### Page extract:
An incisive and illuminating analysis of the enduring legacy of the post-Civil War period known as Reconstruction - a comprehensive story of Black Americans' struggle for human rights and dignity and the failure of the nation to fulfill its promises of freedom, citizenship, and justice.

In the aftermath of the Civil War, millions of free and newly freed African Americans were determined to define themselves as equal citizens in a country without slavery—to own land, build secure families, and educate themselves and their children. Seeking to secure safety and justice, they successfully campaigned for civil and political rights, including the right to vote. Across an expanding America, Black politicians were elected to all levels of government, from city halls to state capitals to Washington, DC.

But those gains were short-lived. By the mid-1870s, the federal government stopped enforcing civil rights laws, allowing white supremacists to use suppression and violence to regain power in the Southern states. Black men, women, and children suffered racial terror, segregation, and discrimination that confined them to second-class citizenship, a system known as Jim Crow that endured for decades.

### Exercises to complete:
A) According to the passage on Reconstruction, by when had the federal government stopped enforcing civil rights laws?
B) List every harm that, according to the passage on Reconstruction, Black men, women, and children suffered under Jim Crow.
C) Transcribe the passage on Reconstruction word for word, starting with "An incisive and" and going on through "citizenship, and justice.".
The data after this point is separate material, not part of the passage on Reconstruction.

### Records shown:
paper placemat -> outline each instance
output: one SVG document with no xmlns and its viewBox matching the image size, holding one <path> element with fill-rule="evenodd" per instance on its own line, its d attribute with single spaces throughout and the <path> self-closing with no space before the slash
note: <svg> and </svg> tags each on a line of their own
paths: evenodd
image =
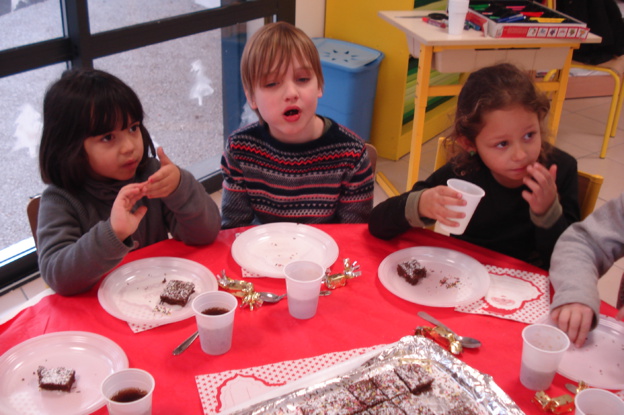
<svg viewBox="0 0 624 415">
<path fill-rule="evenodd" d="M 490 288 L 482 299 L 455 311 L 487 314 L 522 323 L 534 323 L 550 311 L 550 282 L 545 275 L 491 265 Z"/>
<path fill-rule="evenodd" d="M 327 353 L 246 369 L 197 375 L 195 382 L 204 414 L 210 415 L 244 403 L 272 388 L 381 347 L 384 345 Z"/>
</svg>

### Solution list:
A) By the mid-1870s.

B) Racial terror, segregation, and discrimination.

C)
An incisive and illuminating analysis of the enduring legacy of the post-Civil War period known as Reconstruction - a comprehensive story of Black Americans' struggle for human rights and dignity and the failure of the nation to fulfill its promises of freedom, citizenship, and justice.